### 抜粋文

本格的にオリンピックまでの道のりをイメージするようになったのは中学の頃。地元を離れて柔道に集中する、いわゆる「柔道一直線」という道を歩み始めました。身近な存在だった田代未来先輩が強化選手になり、「ああ、強化選手という道があるんだ」と知りました。その姿がすごくかっこよかったんですよね。柔道が大好きというよりは、初めて打ち込めるものができた、という感じでした。だからこそ、柔道という存在が大きくて、柔道を介して自分が成長していくのを感じて、その成長を試合で表現してきました。勝つとみんなが喜んでくれて、だからうれしい、ということを繰り返してきた人生でした。

――先ほど中学時代から親元を離れたという話もありましたが、今回同じ道場で一緒にやってきた田代選手、渡名喜風名選手と3人で代表に選ばれたことについてはどのように感じていましたか。

 本当に幸せだなと思っていました。こうやってメダリストがたくさんいる中で、二人とは一緒の中学でしたし、日本一を目指して一緒に戦ってきた存在でした。そこからオリンピックという頂点にある大会に出ることになり、結果も残せたということは、今後思い返した時に大きく残るものになりました。

######

- [課題の内容]: 抜粋文で、強化選手になった姿を見せて「強化選手という道がある」と語り手に気づかせた身近な先輩は誰ですか。名前で答えてください。 項目は、抜粋文とは別の出典から集めたものです。

### 元データ

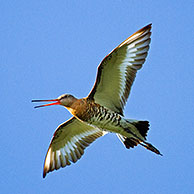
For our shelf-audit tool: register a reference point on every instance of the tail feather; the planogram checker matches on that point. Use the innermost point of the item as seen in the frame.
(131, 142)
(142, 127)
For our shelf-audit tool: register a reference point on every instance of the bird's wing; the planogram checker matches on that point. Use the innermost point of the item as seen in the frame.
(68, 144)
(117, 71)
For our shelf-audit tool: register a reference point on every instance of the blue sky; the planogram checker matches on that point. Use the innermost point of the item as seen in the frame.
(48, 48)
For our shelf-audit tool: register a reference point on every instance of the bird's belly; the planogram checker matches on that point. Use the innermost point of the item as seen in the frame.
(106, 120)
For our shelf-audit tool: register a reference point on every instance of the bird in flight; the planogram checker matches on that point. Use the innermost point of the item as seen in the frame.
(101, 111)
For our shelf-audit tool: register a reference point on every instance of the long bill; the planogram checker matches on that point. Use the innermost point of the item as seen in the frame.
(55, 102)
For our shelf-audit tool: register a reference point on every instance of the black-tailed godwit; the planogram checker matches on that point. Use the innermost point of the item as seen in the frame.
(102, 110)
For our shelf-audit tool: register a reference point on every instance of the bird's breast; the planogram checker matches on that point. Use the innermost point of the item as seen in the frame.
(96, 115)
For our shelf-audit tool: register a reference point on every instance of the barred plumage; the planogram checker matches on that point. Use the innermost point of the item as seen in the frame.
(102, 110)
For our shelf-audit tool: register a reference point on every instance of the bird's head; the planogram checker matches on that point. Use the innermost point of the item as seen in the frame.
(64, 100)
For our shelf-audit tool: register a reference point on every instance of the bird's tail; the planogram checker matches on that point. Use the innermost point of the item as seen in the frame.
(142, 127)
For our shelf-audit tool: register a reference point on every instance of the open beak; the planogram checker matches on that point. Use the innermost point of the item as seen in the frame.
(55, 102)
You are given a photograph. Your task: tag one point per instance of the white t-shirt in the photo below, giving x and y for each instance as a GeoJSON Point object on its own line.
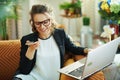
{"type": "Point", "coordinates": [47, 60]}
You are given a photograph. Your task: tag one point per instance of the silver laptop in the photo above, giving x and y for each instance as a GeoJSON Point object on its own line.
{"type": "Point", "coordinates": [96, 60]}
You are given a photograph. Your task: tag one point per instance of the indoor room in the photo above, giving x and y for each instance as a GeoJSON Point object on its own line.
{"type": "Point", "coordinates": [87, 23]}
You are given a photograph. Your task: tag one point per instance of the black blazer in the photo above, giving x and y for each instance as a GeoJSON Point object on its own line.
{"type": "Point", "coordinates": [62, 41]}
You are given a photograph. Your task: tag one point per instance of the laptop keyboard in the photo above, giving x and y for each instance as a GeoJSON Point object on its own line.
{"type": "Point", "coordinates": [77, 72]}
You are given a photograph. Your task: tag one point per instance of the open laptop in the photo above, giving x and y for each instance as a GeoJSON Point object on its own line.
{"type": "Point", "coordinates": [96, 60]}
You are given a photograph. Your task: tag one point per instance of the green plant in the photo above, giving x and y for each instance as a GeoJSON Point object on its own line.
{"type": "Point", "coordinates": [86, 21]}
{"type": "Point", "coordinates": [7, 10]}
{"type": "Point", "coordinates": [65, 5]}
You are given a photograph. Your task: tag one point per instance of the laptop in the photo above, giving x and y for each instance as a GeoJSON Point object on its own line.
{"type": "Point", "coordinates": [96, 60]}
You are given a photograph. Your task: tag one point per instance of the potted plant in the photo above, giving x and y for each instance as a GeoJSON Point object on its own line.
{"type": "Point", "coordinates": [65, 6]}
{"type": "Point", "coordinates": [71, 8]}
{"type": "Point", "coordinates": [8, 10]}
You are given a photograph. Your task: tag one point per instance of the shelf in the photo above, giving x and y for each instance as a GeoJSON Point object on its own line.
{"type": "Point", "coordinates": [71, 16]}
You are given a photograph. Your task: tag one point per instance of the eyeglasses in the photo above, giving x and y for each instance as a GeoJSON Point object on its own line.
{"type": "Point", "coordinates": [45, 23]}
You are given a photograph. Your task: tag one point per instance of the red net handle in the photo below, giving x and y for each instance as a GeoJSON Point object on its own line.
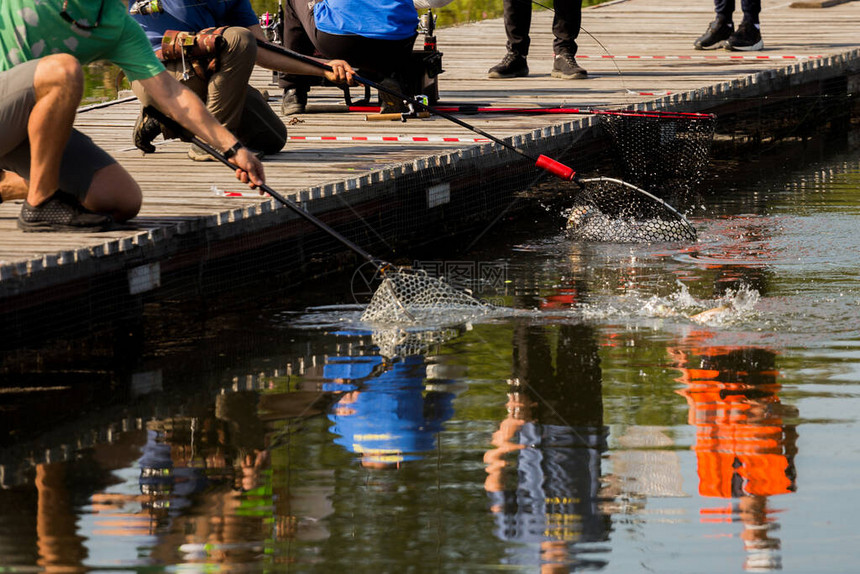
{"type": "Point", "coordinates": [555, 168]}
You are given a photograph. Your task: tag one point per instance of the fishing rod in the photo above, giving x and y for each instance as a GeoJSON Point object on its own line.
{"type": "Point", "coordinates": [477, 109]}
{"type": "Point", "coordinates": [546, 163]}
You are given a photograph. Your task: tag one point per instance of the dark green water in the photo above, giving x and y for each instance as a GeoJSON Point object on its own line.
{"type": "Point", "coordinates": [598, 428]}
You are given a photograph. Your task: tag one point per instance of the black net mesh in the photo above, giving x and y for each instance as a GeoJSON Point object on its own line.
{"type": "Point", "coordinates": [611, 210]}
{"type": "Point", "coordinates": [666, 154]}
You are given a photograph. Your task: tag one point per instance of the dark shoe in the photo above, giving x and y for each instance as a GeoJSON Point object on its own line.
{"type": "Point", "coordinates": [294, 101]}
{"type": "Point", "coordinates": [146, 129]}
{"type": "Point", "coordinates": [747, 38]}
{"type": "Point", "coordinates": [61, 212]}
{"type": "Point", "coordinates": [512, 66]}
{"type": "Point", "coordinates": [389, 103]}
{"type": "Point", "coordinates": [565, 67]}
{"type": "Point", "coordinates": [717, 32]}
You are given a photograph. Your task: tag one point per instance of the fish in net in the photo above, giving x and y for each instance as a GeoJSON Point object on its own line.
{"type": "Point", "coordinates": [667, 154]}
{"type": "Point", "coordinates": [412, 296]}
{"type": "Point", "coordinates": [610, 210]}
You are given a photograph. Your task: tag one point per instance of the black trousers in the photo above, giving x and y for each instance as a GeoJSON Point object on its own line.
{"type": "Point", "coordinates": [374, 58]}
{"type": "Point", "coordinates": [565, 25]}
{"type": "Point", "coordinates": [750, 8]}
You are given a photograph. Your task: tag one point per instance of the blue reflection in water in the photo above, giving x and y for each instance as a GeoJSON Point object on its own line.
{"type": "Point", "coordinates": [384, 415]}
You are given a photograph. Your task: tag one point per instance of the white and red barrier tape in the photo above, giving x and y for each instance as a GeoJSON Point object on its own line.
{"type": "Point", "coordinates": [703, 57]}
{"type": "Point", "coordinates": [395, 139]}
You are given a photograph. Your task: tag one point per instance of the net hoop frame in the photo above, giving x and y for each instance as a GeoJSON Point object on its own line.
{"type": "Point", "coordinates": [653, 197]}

######
### 元データ

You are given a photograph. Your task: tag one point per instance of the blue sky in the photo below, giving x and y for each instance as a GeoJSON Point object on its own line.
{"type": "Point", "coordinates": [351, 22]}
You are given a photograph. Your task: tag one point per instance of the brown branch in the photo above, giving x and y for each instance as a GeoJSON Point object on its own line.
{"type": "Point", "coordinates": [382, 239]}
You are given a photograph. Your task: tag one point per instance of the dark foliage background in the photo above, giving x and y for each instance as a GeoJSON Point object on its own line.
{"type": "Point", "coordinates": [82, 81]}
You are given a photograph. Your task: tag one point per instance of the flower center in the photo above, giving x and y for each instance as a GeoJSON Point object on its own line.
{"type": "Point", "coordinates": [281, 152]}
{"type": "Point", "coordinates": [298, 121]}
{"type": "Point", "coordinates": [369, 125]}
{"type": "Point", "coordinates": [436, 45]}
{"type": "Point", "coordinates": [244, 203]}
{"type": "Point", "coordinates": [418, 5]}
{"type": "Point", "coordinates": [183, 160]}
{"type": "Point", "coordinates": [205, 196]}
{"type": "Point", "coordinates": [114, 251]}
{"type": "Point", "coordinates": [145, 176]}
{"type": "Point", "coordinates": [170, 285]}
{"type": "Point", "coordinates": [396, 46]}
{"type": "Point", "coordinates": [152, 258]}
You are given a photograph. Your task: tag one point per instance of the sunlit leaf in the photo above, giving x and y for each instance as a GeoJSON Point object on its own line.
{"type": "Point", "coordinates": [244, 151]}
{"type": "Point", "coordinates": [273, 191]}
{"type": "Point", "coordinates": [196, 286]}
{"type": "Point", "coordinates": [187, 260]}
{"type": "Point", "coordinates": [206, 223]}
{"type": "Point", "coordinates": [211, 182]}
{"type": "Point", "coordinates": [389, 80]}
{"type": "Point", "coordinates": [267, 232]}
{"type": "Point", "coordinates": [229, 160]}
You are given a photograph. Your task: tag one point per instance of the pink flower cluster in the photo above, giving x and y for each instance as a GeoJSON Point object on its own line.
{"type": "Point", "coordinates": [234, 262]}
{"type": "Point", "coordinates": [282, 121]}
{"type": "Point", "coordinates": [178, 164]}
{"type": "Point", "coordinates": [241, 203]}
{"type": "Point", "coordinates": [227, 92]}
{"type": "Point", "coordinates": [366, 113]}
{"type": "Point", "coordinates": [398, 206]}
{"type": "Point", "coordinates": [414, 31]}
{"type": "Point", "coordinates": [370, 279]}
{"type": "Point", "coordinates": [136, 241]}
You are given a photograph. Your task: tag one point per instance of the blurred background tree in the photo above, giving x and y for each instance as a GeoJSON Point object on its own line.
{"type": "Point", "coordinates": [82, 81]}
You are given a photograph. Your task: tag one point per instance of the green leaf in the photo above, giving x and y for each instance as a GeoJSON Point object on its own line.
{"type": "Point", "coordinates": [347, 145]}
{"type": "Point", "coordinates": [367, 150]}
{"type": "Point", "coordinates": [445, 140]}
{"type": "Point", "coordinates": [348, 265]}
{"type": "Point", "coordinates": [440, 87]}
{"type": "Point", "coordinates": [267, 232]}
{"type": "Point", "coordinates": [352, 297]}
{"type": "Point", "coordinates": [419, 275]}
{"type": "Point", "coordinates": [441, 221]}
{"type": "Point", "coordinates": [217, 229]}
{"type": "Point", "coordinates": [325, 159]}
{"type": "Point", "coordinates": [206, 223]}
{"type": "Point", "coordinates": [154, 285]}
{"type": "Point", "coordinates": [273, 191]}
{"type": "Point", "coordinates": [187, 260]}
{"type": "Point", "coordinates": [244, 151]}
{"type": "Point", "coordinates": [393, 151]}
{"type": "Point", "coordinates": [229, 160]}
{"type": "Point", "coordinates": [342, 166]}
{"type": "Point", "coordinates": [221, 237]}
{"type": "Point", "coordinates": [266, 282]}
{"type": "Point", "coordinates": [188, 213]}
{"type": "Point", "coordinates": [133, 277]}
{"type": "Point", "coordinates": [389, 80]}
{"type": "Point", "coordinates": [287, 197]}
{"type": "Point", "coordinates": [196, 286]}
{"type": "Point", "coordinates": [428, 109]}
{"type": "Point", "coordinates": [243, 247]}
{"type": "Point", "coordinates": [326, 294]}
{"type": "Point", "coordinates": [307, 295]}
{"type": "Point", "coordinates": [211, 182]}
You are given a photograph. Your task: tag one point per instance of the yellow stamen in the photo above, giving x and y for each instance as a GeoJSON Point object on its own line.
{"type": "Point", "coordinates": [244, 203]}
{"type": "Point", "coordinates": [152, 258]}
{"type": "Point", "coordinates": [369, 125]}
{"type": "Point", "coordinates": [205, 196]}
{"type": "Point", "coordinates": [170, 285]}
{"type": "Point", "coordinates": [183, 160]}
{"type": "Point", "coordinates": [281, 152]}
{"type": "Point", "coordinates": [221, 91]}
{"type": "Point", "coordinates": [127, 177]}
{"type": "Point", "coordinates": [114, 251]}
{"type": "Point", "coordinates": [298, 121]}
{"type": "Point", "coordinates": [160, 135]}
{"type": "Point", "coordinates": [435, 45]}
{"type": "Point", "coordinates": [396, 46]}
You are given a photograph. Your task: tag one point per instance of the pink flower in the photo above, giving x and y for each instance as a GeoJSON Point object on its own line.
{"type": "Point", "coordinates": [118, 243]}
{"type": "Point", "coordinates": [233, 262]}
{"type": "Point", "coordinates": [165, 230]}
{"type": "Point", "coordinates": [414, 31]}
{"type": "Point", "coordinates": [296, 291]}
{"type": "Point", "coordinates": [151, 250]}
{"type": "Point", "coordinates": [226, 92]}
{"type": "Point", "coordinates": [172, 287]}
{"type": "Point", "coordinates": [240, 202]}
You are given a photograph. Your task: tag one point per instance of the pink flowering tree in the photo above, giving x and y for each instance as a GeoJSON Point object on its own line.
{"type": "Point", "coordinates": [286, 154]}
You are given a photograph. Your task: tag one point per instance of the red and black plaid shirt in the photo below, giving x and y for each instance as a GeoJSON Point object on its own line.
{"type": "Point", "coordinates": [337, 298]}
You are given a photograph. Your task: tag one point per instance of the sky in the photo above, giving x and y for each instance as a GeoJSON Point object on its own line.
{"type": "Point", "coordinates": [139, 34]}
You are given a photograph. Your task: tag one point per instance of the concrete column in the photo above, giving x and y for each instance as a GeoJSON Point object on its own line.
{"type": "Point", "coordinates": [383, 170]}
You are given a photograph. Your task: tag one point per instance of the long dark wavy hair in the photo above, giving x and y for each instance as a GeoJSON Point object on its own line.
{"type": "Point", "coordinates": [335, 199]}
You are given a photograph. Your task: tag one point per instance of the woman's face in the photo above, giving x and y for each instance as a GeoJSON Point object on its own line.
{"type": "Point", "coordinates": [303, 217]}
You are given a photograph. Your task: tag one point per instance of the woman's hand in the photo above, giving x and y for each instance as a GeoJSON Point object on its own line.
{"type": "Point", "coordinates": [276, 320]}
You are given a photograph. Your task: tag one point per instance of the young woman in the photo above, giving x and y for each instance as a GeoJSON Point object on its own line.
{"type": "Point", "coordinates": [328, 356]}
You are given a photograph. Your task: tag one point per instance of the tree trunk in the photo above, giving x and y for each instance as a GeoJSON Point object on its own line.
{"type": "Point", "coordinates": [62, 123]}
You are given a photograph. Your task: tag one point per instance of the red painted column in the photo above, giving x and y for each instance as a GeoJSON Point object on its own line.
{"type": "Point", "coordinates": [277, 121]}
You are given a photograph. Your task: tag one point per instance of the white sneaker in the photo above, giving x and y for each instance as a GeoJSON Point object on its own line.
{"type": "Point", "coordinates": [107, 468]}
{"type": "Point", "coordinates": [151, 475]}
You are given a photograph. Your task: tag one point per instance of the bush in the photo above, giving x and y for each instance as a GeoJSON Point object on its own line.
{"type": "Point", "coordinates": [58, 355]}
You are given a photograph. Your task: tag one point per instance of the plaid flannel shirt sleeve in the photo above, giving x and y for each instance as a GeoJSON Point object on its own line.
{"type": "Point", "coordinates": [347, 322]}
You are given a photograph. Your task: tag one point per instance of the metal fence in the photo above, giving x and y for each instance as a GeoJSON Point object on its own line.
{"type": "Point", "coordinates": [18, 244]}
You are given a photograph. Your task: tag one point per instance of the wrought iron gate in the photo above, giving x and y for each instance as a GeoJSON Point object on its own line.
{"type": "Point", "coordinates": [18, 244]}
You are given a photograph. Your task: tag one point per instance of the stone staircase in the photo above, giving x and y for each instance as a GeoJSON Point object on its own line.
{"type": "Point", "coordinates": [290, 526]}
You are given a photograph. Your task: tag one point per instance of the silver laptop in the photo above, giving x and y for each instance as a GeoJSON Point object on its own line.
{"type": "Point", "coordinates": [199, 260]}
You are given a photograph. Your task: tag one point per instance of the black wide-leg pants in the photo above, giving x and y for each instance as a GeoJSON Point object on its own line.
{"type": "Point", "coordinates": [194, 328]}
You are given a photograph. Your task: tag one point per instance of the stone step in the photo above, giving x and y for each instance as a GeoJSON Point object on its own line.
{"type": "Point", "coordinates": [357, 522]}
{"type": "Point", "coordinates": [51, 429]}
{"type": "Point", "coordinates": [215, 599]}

######

- [解答]: 田代未来先輩。